> [What you are asked to do]: Write out exactly the lines below starting at the one containing "Query: peanut butter frosting in bowl" and ending at the one containing "Query: stone foundation". Omit every picture.
Records for processing section start
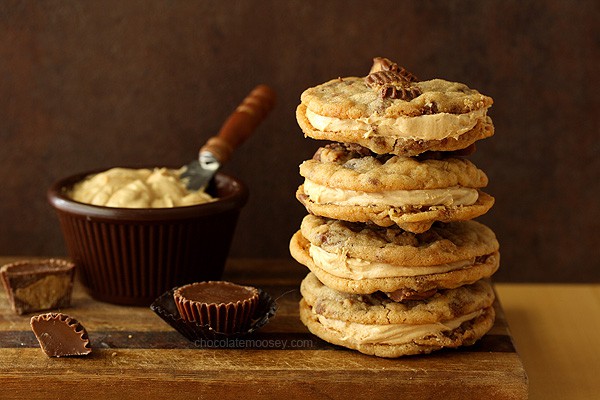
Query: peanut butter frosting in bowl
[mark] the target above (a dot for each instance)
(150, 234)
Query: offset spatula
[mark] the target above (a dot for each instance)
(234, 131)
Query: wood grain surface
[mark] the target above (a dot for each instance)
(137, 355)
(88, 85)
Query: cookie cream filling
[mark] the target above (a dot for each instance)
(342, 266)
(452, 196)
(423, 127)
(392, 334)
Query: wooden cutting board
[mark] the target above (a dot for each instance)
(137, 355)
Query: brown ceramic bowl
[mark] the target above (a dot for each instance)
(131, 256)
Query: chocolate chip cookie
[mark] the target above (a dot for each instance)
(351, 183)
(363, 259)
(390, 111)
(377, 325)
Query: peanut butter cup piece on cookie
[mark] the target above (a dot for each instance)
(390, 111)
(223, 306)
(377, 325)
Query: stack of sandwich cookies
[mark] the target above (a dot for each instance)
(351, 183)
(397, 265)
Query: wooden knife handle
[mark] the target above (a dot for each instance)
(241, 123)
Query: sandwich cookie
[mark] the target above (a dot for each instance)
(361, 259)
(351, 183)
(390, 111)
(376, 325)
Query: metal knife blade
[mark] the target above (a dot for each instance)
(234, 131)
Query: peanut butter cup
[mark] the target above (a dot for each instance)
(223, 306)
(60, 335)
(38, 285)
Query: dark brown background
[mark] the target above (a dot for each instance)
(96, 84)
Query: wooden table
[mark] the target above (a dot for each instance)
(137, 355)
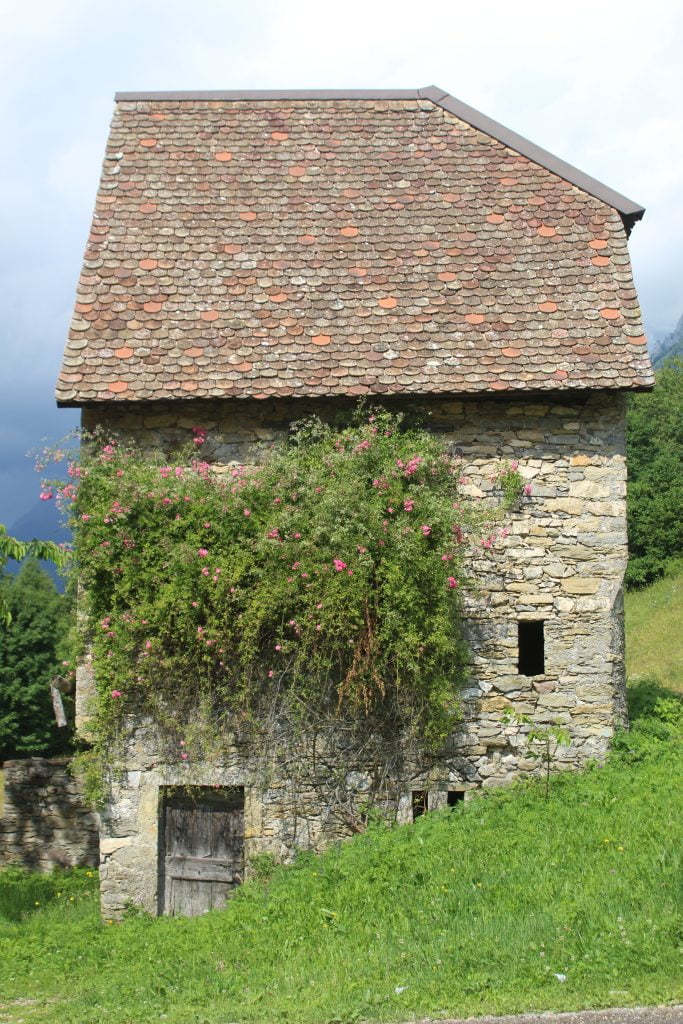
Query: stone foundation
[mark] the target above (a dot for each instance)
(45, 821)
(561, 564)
Records for processing section end
Records for processing section start
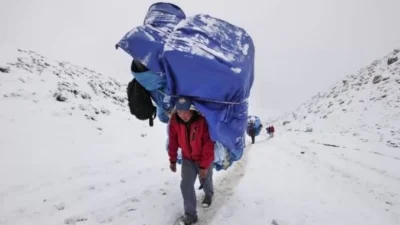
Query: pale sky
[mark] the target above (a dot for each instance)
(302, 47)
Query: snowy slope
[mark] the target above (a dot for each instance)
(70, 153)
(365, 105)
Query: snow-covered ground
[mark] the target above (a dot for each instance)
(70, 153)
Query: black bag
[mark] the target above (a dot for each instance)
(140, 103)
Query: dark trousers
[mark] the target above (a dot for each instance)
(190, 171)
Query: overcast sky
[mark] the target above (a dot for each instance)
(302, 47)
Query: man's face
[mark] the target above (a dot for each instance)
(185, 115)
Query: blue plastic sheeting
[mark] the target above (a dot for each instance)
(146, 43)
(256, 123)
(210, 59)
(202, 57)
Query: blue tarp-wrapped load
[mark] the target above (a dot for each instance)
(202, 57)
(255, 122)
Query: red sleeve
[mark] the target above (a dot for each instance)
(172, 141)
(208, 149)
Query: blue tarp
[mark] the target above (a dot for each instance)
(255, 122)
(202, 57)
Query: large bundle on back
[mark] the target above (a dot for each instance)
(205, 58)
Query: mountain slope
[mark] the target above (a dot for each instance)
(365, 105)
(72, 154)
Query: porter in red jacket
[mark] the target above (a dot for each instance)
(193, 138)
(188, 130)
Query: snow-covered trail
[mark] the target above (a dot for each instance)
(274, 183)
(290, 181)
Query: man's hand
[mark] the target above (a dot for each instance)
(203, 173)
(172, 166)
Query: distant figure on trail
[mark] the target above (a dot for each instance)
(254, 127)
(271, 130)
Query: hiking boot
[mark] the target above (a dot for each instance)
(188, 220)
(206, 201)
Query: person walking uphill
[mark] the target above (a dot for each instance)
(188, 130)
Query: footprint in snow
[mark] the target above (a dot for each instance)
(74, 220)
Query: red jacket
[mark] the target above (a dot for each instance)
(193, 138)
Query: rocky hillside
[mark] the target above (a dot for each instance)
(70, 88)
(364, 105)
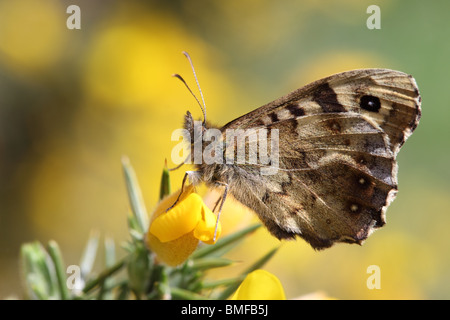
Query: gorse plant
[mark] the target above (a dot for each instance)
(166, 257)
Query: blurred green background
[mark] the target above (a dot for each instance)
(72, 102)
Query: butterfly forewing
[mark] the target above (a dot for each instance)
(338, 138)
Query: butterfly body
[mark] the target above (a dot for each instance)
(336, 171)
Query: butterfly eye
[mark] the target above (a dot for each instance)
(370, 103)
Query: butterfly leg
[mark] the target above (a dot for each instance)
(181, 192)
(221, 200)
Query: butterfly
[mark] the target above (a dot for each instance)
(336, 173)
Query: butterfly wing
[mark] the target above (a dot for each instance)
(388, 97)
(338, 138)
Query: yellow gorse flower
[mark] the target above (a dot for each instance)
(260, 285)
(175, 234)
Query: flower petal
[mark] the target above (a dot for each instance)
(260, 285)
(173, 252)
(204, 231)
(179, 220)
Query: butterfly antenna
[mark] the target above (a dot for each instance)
Records for processing section end
> [Solved exercise]:
Query: peanut butter frosting in bowl
[mark] the target above (a dot for each instance)
(150, 234)
Query: offset spatula
[mark] the target above (a dot for each instance)
(234, 131)
Query: wood grain surface
[mark] the target above (a dot for each instance)
(137, 355)
(88, 85)
Query: cookie cream filling
[mark] the target above (a dot for each instance)
(342, 266)
(452, 196)
(423, 127)
(392, 334)
Query: wooden cutting board
[mark] the target above (a dot for each instance)
(137, 355)
Query: brown ceramic bowl
[mark] the target above (a dot for each instance)
(131, 256)
Query: chocolate chip cookie
[mark] the target above (a dot for each instance)
(351, 183)
(363, 259)
(390, 111)
(377, 325)
Query: peanut butter cup piece on cookie
[mark] the target above (a dot for each instance)
(390, 111)
(223, 306)
(377, 325)
Query: stack of sandwich cookies
[mark] the target above (a dot for each instance)
(351, 183)
(397, 265)
Query: wooden knife handle
[mark] the target above (a dot for each instance)
(241, 123)
Query: sandwich cookie
[mark] the target above (a dot for each instance)
(361, 259)
(351, 183)
(390, 111)
(376, 325)
Query: metal knife blade
[mark] the target above (a dot for each instance)
(234, 131)
Query: peanut butter cup
[mark] the target above (a dot for each instance)
(223, 306)
(60, 335)
(38, 285)
Query: dark brown background
[mark] the target above (a dot for each instance)
(96, 84)
Query: wooden table
[mark] the target above (a dot for each instance)
(137, 355)
Query: stone foundation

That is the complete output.